[Point annotation dataset items]

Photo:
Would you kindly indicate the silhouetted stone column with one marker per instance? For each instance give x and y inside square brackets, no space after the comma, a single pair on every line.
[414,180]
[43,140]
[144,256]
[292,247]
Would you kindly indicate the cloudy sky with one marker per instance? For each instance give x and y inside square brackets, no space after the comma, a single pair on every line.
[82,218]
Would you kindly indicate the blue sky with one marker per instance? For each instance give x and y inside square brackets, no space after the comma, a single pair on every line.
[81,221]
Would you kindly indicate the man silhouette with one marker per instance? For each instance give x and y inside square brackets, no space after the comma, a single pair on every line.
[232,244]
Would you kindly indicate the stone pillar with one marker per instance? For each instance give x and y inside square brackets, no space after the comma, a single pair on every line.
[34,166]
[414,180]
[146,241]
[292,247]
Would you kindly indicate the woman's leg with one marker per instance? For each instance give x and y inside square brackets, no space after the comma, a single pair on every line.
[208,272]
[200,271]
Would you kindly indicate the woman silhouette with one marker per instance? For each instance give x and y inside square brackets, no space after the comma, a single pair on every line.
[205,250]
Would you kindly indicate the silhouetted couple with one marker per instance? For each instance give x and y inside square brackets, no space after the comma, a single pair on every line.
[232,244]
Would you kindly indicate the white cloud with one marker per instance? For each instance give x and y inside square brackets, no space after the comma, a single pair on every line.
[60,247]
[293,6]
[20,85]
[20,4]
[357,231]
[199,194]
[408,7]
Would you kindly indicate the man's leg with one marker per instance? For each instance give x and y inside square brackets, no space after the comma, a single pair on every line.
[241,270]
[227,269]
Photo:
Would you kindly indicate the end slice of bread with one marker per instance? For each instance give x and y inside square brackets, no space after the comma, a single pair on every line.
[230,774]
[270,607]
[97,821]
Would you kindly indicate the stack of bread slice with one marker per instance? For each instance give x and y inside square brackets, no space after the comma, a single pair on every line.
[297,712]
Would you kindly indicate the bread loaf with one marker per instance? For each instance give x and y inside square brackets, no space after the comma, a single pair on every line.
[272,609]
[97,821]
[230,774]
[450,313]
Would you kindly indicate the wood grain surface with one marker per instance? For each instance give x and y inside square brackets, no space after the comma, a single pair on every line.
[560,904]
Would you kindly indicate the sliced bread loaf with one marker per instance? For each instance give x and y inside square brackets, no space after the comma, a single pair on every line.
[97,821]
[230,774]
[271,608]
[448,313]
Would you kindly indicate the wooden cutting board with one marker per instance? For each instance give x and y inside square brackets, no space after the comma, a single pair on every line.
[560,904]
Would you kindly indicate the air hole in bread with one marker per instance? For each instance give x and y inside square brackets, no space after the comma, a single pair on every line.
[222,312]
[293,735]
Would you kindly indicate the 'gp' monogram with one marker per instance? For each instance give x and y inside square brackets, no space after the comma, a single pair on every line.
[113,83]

§ **What you are asked to do**:
Put every line of the items above into a Markdown table with two columns, Row and Item line, numbering the rows and leaving out any blank lines.

§ **Response to the task**:
| Row | Item line |
|---|---|
| 1 | Photo: |
| 2 | Would you kindly indicate the silhouetted stone column with one marker per instance? For each instance give x and y inside square brackets, no space after the comma, a single pair on every line. |
| 3 | [414,180] |
| 4 | [43,140] |
| 5 | [144,256] |
| 6 | [292,247] |
| 7 | Would you kindly indicate the cloudy sky with one marker per instance? For each instance give x and y inside square brackets, no space after the comma, a single pair on every line. |
| 8 | [82,218] |
| 9 | Would you kindly indicate the blue sky with one marker per instance? For each instance give x and y inside square brackets, no space after the comma, a single pair on every line. |
| 10 | [81,221] |
| 11 | Would you kindly indicate the man silhouette with one marker per instance? For each instance give x and y inside square brackets, no space after the comma, a single pair on every line. |
| 12 | [232,244] |
| 13 | Would you kindly indicate the stone pillar with one marker per instance? For each instance give x and y inside square brackets, no space after the comma, a single pair on every line. |
| 14 | [34,166] |
| 15 | [414,180] |
| 16 | [146,241] |
| 17 | [292,247] |
| 18 | Would you kindly indicate the woman's leg with one marker per instance? For each instance give x and y inside square brackets, no space after the comma, a single pair on every line. |
| 19 | [208,272] |
| 20 | [200,271] |
| 21 | Would you kindly indicate the woman silhouette with one marker per instance? For each instance give x and y inside square brackets, no space after the comma, a single pair on every line. |
| 22 | [205,250] |
| 23 | Would you kindly indicate the silhouetted couple with one marker per instance? For each instance give x and y inside square brackets, no space after the comma, a single pair on every line. |
| 24 | [232,244] |
| 25 | Would you kindly indicate the white cloud with one marker per instance? For each instance give x and y inside square brackets, no space after the comma, a single pair on every line. |
| 26 | [60,247] |
| 27 | [293,6] |
| 28 | [20,85] |
| 29 | [20,4] |
| 30 | [357,231] |
| 31 | [199,194] |
| 32 | [408,7] |
| 33 | Would you kindly indicate the man's leg with one marker per instance? For each instance give x and y inside square brackets, no space after the comma, a single pair on every line. |
| 34 | [241,270] |
| 35 | [227,269] |
| 36 | Photo: |
| 37 | Would you kindly indicate the end slice of bread with one marker per instance? For each instance give x and y inside square brackets, no space after the comma, a single pair on every line. |
| 38 | [230,774] |
| 39 | [270,607] |
| 40 | [97,821] |
| 41 | Would you kindly indicate the stack of bread slice with one marker per instance? For each instance give x and y inside square brackets, no space after the comma, a single pair on every line. |
| 42 | [297,712] |
| 43 | Would you kindly indicate the bread loaf with one marker per instance? For each instance give x and y inside square brackets, no space after the comma, a single pair on every line. |
| 44 | [272,609] |
| 45 | [97,821] |
| 46 | [230,774] |
| 47 | [450,313] |
| 48 | Would you kindly indicate the wood grain surface with one marker per instance? For each instance give x and y inside square brackets, no space after the comma, a single pair on every line. |
| 49 | [560,904] |
| 50 | Would you kindly indicate the sliced bread loaf with one marker per instance? For each instance give x and y inside square brackets, no space after the comma, a single pair on every line. |
| 51 | [97,821] |
| 52 | [230,774] |
| 53 | [271,608] |
| 54 | [448,313] |
| 55 | Would you kindly indicate the wooden cutting board with one marker per instance? For each instance give x and y inside square brackets, no space after the comma, a single pair on every line. |
| 56 | [560,904] |
| 57 | Would you kindly indicate the air hole in bread with one marker per instance? For each instance give x and y inside square brackets, no space after the comma, a single pair on every line. |
| 58 | [222,312] |
| 59 | [293,735] |
| 60 | Would you kindly indicate the 'gp' monogram with one marker per instance? For each instance give x and y inside square brackets, no space after the comma, a single pair on every line. |
| 61 | [113,83] |